*WHAT YOU SHOULD DO*. Please return the listing exactly as it stands, skipping any pictures.

*DATA FOR PROCESSING*.
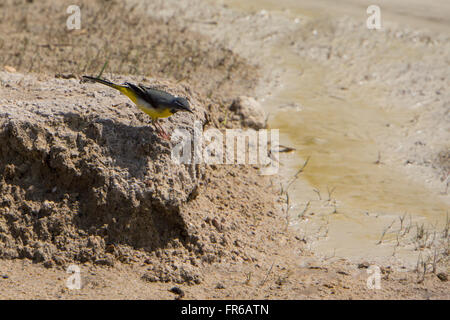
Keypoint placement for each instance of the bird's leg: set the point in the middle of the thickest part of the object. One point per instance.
(161, 131)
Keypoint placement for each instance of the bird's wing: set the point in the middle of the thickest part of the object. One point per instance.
(157, 96)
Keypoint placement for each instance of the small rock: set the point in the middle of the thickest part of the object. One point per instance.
(442, 276)
(10, 69)
(251, 113)
(220, 286)
(363, 265)
(177, 291)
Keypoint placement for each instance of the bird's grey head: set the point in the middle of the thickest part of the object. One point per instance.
(180, 104)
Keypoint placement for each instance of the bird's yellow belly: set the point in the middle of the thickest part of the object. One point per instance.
(154, 113)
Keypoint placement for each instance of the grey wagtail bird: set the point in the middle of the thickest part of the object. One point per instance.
(156, 103)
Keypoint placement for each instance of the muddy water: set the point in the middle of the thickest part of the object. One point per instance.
(349, 196)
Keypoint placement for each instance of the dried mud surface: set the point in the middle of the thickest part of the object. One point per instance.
(85, 180)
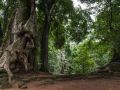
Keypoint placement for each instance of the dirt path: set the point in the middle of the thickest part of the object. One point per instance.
(77, 84)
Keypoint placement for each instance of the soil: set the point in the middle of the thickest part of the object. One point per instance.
(43, 81)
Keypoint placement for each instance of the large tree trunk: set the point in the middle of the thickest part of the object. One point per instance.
(22, 20)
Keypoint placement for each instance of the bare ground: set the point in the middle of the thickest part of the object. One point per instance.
(42, 81)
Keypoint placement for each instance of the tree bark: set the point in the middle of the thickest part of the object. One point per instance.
(22, 21)
(48, 6)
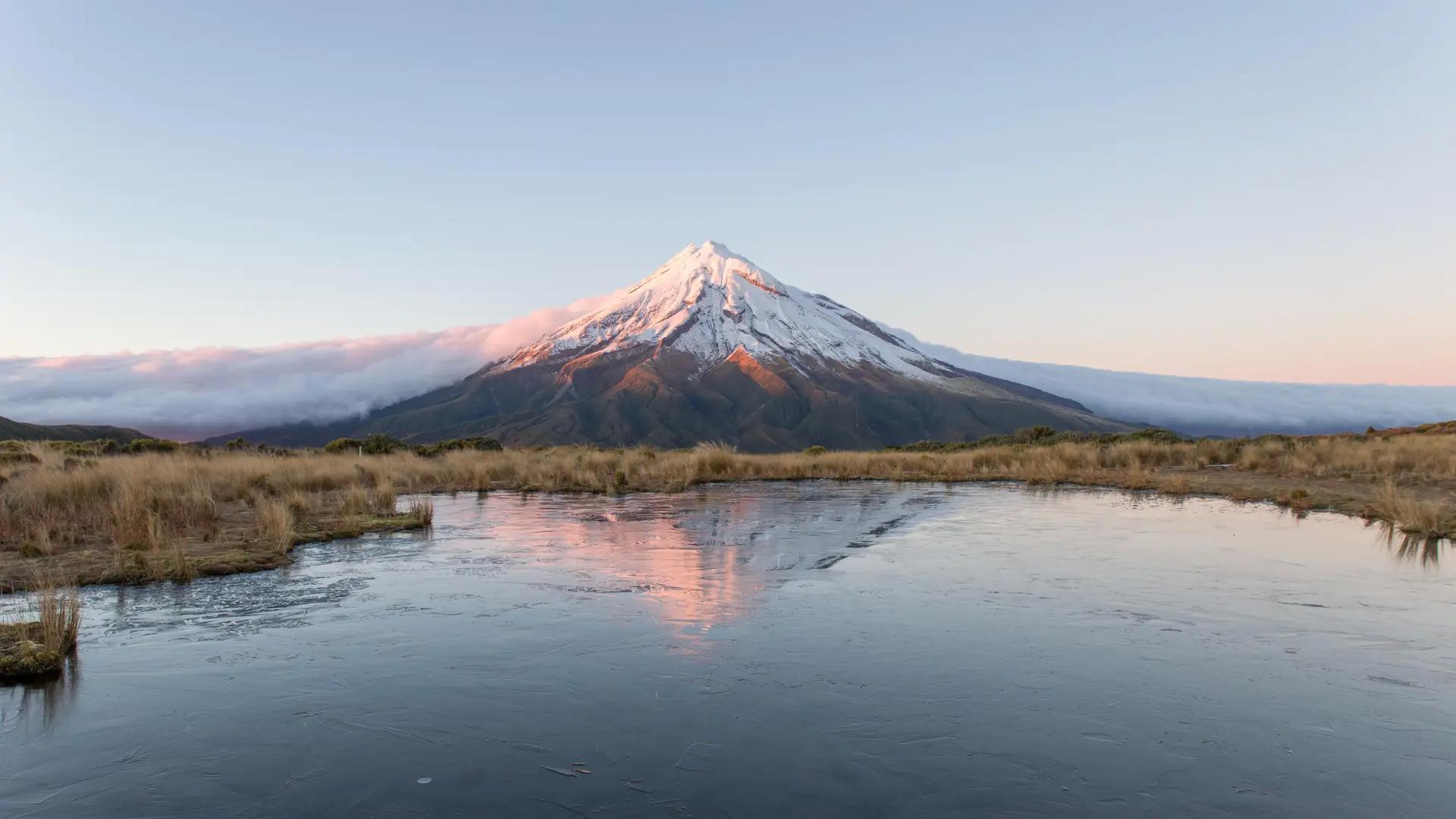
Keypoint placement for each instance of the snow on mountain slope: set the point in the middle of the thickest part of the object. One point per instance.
(711, 302)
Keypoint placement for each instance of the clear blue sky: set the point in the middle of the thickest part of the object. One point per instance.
(1242, 190)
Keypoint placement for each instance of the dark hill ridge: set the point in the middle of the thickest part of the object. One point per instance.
(17, 430)
(711, 347)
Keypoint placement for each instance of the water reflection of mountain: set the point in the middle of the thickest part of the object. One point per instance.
(1405, 547)
(704, 558)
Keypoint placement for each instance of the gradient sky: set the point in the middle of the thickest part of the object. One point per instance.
(1229, 190)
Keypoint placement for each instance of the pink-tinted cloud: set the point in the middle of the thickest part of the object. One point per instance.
(216, 390)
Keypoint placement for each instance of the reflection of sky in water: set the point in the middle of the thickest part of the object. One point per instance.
(849, 649)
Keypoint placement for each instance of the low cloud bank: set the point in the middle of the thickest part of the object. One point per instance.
(193, 394)
(1196, 406)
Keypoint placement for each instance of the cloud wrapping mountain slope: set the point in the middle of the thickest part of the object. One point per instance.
(210, 391)
(711, 347)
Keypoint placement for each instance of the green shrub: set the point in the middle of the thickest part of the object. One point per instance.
(478, 444)
(150, 445)
(343, 445)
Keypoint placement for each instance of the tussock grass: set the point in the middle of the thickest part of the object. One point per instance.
(422, 510)
(58, 611)
(155, 509)
(1411, 515)
(39, 646)
(277, 525)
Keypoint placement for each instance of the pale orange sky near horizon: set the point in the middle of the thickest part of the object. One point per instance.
(1263, 193)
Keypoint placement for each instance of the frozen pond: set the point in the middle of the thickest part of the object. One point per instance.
(770, 649)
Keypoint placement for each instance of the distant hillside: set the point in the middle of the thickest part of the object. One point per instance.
(714, 349)
(1218, 407)
(15, 430)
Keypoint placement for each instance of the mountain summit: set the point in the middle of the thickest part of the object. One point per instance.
(714, 303)
(711, 347)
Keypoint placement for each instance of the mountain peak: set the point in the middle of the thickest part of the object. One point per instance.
(711, 302)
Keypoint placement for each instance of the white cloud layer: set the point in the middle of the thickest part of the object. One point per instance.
(191, 394)
(1199, 406)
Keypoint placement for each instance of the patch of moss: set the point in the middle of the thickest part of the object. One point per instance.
(22, 656)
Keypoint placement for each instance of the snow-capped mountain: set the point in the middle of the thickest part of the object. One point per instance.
(711, 347)
(711, 302)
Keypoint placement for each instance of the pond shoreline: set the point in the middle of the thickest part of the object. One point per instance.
(102, 563)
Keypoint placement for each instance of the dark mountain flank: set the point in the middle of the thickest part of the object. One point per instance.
(17, 430)
(711, 347)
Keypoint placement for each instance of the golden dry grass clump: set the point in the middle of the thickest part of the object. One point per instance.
(207, 510)
(38, 646)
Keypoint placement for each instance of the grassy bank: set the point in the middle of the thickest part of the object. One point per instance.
(38, 648)
(174, 515)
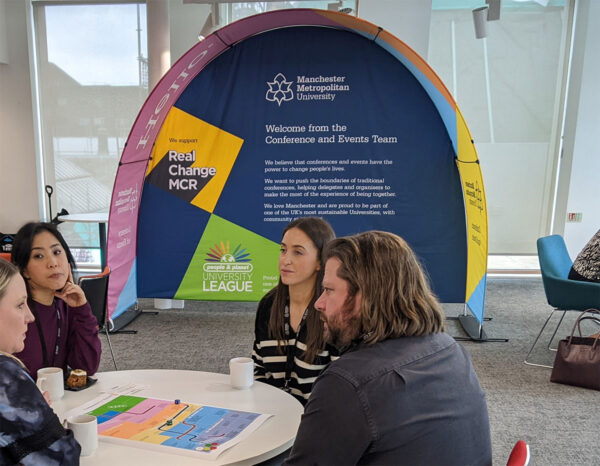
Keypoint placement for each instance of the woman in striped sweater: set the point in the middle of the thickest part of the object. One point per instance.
(289, 351)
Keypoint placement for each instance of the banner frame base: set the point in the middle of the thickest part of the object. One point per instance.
(474, 330)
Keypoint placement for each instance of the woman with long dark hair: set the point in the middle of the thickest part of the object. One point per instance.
(65, 332)
(289, 351)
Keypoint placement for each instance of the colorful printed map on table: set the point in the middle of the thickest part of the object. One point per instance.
(190, 429)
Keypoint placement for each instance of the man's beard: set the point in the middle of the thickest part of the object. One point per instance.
(342, 336)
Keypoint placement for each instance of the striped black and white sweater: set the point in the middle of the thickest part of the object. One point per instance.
(270, 362)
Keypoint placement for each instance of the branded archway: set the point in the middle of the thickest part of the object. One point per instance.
(287, 114)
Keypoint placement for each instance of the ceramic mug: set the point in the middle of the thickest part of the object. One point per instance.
(85, 431)
(241, 371)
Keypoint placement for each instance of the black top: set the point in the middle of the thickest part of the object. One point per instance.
(404, 401)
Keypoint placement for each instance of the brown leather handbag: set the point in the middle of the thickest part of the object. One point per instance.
(577, 360)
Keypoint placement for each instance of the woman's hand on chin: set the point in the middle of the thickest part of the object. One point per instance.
(71, 294)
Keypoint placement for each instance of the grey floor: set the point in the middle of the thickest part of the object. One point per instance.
(561, 423)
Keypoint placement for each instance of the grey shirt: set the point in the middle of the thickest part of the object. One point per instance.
(404, 401)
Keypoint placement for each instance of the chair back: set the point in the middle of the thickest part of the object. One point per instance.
(562, 293)
(95, 288)
(554, 257)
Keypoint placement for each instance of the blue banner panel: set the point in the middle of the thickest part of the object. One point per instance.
(334, 126)
(168, 234)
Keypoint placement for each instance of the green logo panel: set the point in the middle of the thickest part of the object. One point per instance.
(230, 264)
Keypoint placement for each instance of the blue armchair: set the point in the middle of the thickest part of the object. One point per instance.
(562, 294)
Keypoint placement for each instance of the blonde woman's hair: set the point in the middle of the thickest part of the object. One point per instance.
(7, 272)
(396, 300)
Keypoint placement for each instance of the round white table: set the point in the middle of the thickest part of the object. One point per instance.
(276, 435)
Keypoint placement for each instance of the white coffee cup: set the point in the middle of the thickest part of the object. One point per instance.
(241, 371)
(51, 380)
(85, 430)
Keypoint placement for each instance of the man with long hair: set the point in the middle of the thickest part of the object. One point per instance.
(403, 391)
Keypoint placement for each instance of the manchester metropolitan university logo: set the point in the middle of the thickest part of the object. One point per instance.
(227, 271)
(280, 90)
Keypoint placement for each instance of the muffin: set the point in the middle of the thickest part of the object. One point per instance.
(77, 378)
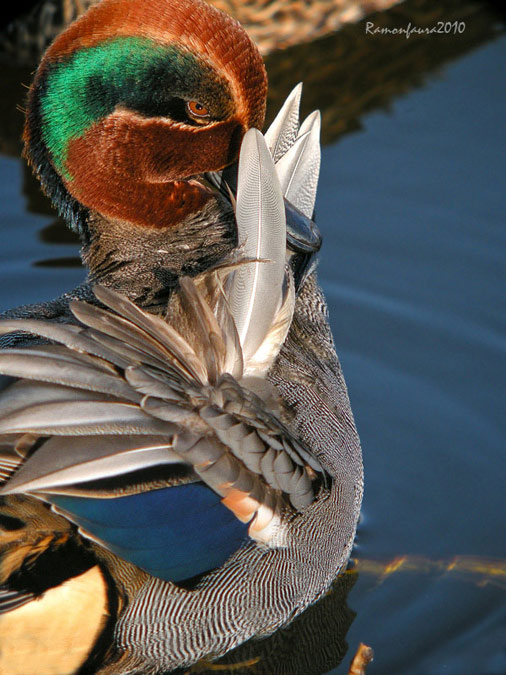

*EXPECTED ANSWER*.
Keypoint placement for each instance of the bird's leg: set the point in the middle of the thickest part of the object. One point per instance.
(161, 131)
Keypoint placement for each instance of the bird's wing: set the point in the middle of the thickest part of the object. One point per instance.
(157, 96)
Keypoint placement for each instance of the small rock: set the point in the middle of the thickest part of the object. One point per instance.
(442, 276)
(10, 69)
(251, 113)
(220, 286)
(363, 265)
(177, 291)
Keypoint placement for each instance of the bird's grey head: set the point in the middle of the thickest part of the object. One point per instance.
(180, 104)
Keypoint placement for each instance of the bird's yellow belly: set the point in the middle of the thickest part of the object. One point per instance.
(154, 113)
Keypoint placement for each instance of the grey wagtail bird: set the point in the middle of the thickest part of the object. One point per instance.
(156, 103)
Keypoint placement for each instance of the muddy water: set the point in the middle of the thickest part of the object. One point per instance.
(349, 196)
Keypoint placement for each instance of the dried mud surface: set the point in the middle of the thickest part of the object. One point per instance.
(85, 180)
Keypoint placement for each instance of the dirt path: set the point in the middle of the thickest part of the object. One point per instance.
(77, 84)
Keypoint placement for each instance of the soil: set the point in the middle of the thickest part of the object. One point per instance.
(43, 81)
Keypoint placement for each instance of the large tree trunk: set the point in the middle of the thickest part of the object. One point per instance.
(22, 20)
Keypoint placement for each instance of the bare ground: set the point in the middle of the thickest part of the object. One point per instance.
(42, 81)
Keypoint placement for each instance of the tree bark: set the point in the middle of the thickest part of the object. One point per instance.
(22, 21)
(48, 6)
Keypoint placement for each instance of the snow on mountain slope: set the point in the middle of the thickest part of the object. One point per instance.
(711, 302)
Keypoint placement for each instance of the clear blue sky: set the point in the middle of the thickest part of the object. One point per instance.
(1242, 190)
Keypoint placement for each instance of the dark hill ridge: set the point in the middle of the thickest part of the object. One point per instance.
(17, 430)
(711, 347)
Keypoint placement for each instance of the water reflection of mountain: set the point in the middle of the thickest part of the object. One point per instance.
(1405, 547)
(704, 558)
Keypoint placement for each instance of the gradient sky: set the point in the middle of the thickest part of the object. One point per instance.
(1229, 190)
Keypoint placement for each instance of the pink-tinted cloud: set the point in the middle of the thickest part of the object. One point per instance.
(216, 390)
Keypoint placement for each instance of the reflection of sky in water: set the point in the middle of the thickest part of the object. One point per instance.
(849, 649)
Keypoint placement for each instance of the low cloud bank: set the point in the middle of the thickest part of the object. One point per instance.
(193, 394)
(1196, 406)
Keypoint placement for each instance of the cloud wrapping mountain slope: set the point in the middle of the thickest part of the object. One point per instance.
(210, 391)
(711, 347)
Keypoint placement for each instance of the green shrub: set the point in the middle of the thickest part of the object. One point per instance.
(478, 444)
(150, 445)
(343, 445)
Keypoint placement for each instance of the tussock grass: set the point in the middle of the thickest part of the object. One point per instance.
(422, 510)
(58, 611)
(155, 509)
(1411, 515)
(39, 646)
(277, 525)
Keypoint placement for each instance of the pale orange sky near horizon: set the point in the middle of the thickest part of the object. One point per instance.
(1263, 193)
Keypoint placement for each instance of the frozen pond: set the point in the middle of the thickest part of the object. One point per instance.
(770, 649)
Keypoint placement for each instance of the distant hillside: set the point in the middle of the thickest part of the object. One point per instance.
(714, 349)
(1218, 407)
(15, 430)
Keypoint placement for each instance of the mountain summit: set the point in the middle of the thickest part of the object. One point per instance.
(714, 303)
(711, 347)
Keypoint placement for each instance of the mountain peak: set the point in the middle of the thickest part of the object. One point per instance.
(711, 302)
Keypoint placement for each instance of the white cloud layer: set the point in the middle of the thickest part of the object. One point per instance.
(191, 394)
(1199, 406)
Keypoint placement for each instance of the patch of moss: set the point in the middle of the thickest part of the object. One point per instance.
(22, 656)
Keypoint placement for each instance of the snow-capped mountain: set the point in the middle of the thickest part of the object. One point per instance.
(711, 347)
(711, 302)
Keypoint placement for each instance of the pond shoreline: set the point in the middle of the thickest part of the object. One point per instance.
(102, 563)
Keypoint placement for each instance of the dark mountain flank: set the point in the middle of the thickest part of the object. One point per instance.
(17, 430)
(711, 347)
Keypoint placement for each instance of the golden dry grass clump: set the point in the middle of the thickest part of the object. One point per instance.
(207, 510)
(38, 646)
Keypoint placement for each instance of the grassy bank: set the point in the middle of the thickest part of the object. One point per instance.
(38, 648)
(174, 515)
Keypoint placement for each instance of the woman in striped sweater: set the point in the middle of the thickest part of the object. One point per instance.
(289, 351)
Keypoint placement for each instance of the banner frame base: set the point in the middle of the thickest part of the object. One point per instance.
(474, 330)
Keypoint placement for each instance of the woman with long dark hair: set the point in the middle of the thickest part of the object. One point per instance.
(65, 332)
(289, 351)
Keypoint placement for each instance of the colorful printed map on table: set the point in the middle of the thickest part of the object. One point per instance.
(190, 429)
Keypoint placement for each instance of the man's beard: set the point in the middle of the thickest part of the object. One point per instance.
(342, 336)
Keypoint placement for each instance of the striped black and white sweater: set the point in the middle of the thickest part of the object. One point per instance.
(270, 362)
Keypoint placement for each instance of the branded archway: set the point in the middle of the thickest part of the object. One point per instance.
(287, 114)
Keypoint placement for each instance of the ceramic mug: set the point in the middle of the thickest part of the object. One point per instance.
(85, 431)
(241, 371)
Keypoint placement for each instance of the black top: set the point in the middle of the thickest part of the object. One point per instance.
(404, 401)
Keypoint placement for each instance of the brown leather handbag: set the point in the middle of the thickest part of the object. One point per instance.
(577, 360)
Keypoint placement for each instance of the woman's hand on chin: set the point in the middle of the thickest part of the object. One point per instance.
(71, 294)
Keypoint placement for each instance of the grey floor: set the point in the middle of the thickest part of the object. One point per instance.
(561, 423)
Keypoint placement for each instance of the grey shirt: set the point in the middle of the thickest part of the object. One point per instance.
(404, 401)
Keypoint placement for each instance of the chair back: set the point in the middle of the thickest part of the object. One point per instance.
(562, 293)
(95, 288)
(554, 257)
Keypoint placement for each instance of the blue banner panel: set the point in the middle of the thickest part of the object. One point per instance.
(334, 126)
(168, 234)
Keypoint placement for each instance of the green logo panel: set the point in the middle of the thickest part of the object. One point per instance.
(230, 264)
Keypoint placement for each instance of the blue armchair: set the point in the middle of the thickest part of the object. One point per instance.
(562, 294)
Keypoint placement for each instance of the blonde woman's hair: set the point in the middle of the thickest part of the object. One point per instance.
(7, 272)
(396, 300)
Keypoint placement for each instance of the round white table: set the point in the middle of the thickest part of the object. One point per instance.
(276, 435)
Keypoint placement for each instance of the white coffee cup: set the point in the middle of the thickest part of the object. One point per instance.
(241, 371)
(51, 380)
(85, 430)
Keypoint placement for each instance of the man with long hair: set the point in the middle of the thickest part of the object. One point per instance.
(403, 391)
Keypoint placement for each instance of the manchester metropolitan university logo: set the point in the middle of the thickest part of the object. One point per instance.
(227, 271)
(280, 90)
Keypoint placement for each instance of the muffin: set the point in the middle of the thickest part of the object. One point per instance.
(77, 378)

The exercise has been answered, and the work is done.